[Records from a data source]
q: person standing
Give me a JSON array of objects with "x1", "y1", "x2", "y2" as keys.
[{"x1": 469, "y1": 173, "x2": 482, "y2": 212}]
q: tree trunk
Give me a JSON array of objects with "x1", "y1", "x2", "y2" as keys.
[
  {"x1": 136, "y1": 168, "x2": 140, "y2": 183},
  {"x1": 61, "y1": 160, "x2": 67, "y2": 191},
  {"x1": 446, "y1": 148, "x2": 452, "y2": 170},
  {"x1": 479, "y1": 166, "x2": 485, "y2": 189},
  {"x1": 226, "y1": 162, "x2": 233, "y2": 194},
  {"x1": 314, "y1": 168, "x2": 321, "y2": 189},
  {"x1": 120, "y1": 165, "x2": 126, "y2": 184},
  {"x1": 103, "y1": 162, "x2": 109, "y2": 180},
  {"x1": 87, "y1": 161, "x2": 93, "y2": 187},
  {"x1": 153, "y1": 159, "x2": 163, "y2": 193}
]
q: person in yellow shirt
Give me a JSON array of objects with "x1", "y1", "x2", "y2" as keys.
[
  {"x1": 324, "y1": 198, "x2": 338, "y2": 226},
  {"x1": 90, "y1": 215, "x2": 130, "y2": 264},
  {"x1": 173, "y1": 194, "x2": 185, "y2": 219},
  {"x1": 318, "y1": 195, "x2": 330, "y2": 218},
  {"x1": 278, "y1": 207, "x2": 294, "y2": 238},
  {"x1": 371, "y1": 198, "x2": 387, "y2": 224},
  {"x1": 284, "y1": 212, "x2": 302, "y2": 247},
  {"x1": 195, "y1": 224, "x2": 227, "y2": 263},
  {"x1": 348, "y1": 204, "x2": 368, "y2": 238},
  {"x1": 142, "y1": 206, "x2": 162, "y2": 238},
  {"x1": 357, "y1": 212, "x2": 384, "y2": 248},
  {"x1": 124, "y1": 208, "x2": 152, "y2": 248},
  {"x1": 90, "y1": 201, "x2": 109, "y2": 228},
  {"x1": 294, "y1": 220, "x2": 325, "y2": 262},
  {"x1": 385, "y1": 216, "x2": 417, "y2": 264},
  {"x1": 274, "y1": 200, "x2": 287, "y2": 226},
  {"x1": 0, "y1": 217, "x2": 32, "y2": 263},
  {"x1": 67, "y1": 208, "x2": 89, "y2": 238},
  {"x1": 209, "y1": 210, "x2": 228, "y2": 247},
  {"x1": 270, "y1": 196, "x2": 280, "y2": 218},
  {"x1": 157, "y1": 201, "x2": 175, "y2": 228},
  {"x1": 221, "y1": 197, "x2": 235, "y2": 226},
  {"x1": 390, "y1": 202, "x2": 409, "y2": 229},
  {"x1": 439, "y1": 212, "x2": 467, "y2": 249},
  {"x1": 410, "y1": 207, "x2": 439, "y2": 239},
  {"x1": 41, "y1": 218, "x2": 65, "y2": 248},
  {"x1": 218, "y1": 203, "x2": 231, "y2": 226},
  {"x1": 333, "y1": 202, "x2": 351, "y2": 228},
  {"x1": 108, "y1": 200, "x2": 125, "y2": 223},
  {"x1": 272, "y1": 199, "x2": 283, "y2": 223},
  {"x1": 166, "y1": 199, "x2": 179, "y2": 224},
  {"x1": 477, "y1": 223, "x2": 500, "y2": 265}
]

▶ EXERCISE OBJECTIVE
Retype the entries shown above. Keep every word exactly as it is.

▶ EXERCISE OUTPUT
q: person standing
Give me a JSON array of objects with "x1", "y1", "x2", "y2" as keys.
[{"x1": 469, "y1": 173, "x2": 482, "y2": 212}]
q: tree trunk
Give me a JSON array of objects with "x1", "y1", "x2", "y2" as keys.
[
  {"x1": 136, "y1": 168, "x2": 140, "y2": 183},
  {"x1": 61, "y1": 160, "x2": 67, "y2": 191},
  {"x1": 446, "y1": 148, "x2": 452, "y2": 170},
  {"x1": 479, "y1": 166, "x2": 485, "y2": 189},
  {"x1": 226, "y1": 162, "x2": 233, "y2": 194},
  {"x1": 314, "y1": 168, "x2": 321, "y2": 189},
  {"x1": 120, "y1": 165, "x2": 126, "y2": 184},
  {"x1": 103, "y1": 162, "x2": 109, "y2": 180},
  {"x1": 87, "y1": 161, "x2": 93, "y2": 187},
  {"x1": 153, "y1": 159, "x2": 163, "y2": 193}
]
q: person in yellow shirt
Give me a JSON array of objects with "x1", "y1", "x2", "y2" as keys.
[
  {"x1": 324, "y1": 198, "x2": 338, "y2": 226},
  {"x1": 90, "y1": 215, "x2": 130, "y2": 264},
  {"x1": 173, "y1": 194, "x2": 185, "y2": 219},
  {"x1": 318, "y1": 195, "x2": 330, "y2": 218},
  {"x1": 278, "y1": 207, "x2": 294, "y2": 238},
  {"x1": 371, "y1": 198, "x2": 387, "y2": 224},
  {"x1": 284, "y1": 212, "x2": 302, "y2": 247},
  {"x1": 195, "y1": 224, "x2": 227, "y2": 263},
  {"x1": 348, "y1": 204, "x2": 368, "y2": 238},
  {"x1": 142, "y1": 206, "x2": 162, "y2": 238},
  {"x1": 357, "y1": 212, "x2": 384, "y2": 248},
  {"x1": 124, "y1": 208, "x2": 152, "y2": 248},
  {"x1": 90, "y1": 201, "x2": 109, "y2": 228},
  {"x1": 294, "y1": 220, "x2": 325, "y2": 262},
  {"x1": 385, "y1": 216, "x2": 417, "y2": 264},
  {"x1": 274, "y1": 200, "x2": 287, "y2": 226},
  {"x1": 0, "y1": 217, "x2": 32, "y2": 263},
  {"x1": 67, "y1": 208, "x2": 89, "y2": 238},
  {"x1": 209, "y1": 210, "x2": 228, "y2": 247},
  {"x1": 270, "y1": 196, "x2": 280, "y2": 218},
  {"x1": 157, "y1": 201, "x2": 175, "y2": 228},
  {"x1": 221, "y1": 197, "x2": 235, "y2": 226},
  {"x1": 390, "y1": 202, "x2": 409, "y2": 229},
  {"x1": 439, "y1": 212, "x2": 467, "y2": 249},
  {"x1": 410, "y1": 207, "x2": 439, "y2": 239},
  {"x1": 41, "y1": 218, "x2": 65, "y2": 248},
  {"x1": 218, "y1": 203, "x2": 231, "y2": 226},
  {"x1": 333, "y1": 202, "x2": 351, "y2": 228},
  {"x1": 108, "y1": 200, "x2": 125, "y2": 223},
  {"x1": 272, "y1": 199, "x2": 283, "y2": 223},
  {"x1": 166, "y1": 199, "x2": 179, "y2": 224},
  {"x1": 477, "y1": 223, "x2": 500, "y2": 265}
]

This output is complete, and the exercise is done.